**ASSIGNMENT**
Would you please write out each of the entries below exactly, omitting pictures?
^^^^^^^^
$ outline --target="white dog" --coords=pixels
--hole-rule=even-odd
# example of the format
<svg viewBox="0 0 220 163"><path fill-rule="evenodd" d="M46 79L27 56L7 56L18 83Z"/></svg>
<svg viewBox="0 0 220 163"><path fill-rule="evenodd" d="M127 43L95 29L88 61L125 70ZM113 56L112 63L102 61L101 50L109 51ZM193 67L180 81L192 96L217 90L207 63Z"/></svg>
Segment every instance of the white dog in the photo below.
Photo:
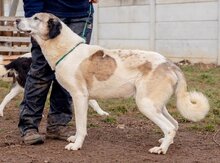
^^^^^^^^
**RESULT OF THE EXERCISE**
$ outline --target="white dog" --coords=pixels
--hole-rule=even-odd
# example of the format
<svg viewBox="0 0 220 163"><path fill-rule="evenodd" d="M46 79L27 56L7 56L18 83Z"/></svg>
<svg viewBox="0 0 220 163"><path fill-rule="evenodd" d="M127 43L95 29L88 61L125 70ZM113 56L112 63L102 61L101 50L109 51ZM193 67L180 81L192 96L217 90L207 63Z"/></svg>
Segment every instance of the white dog in the photo below.
Photo:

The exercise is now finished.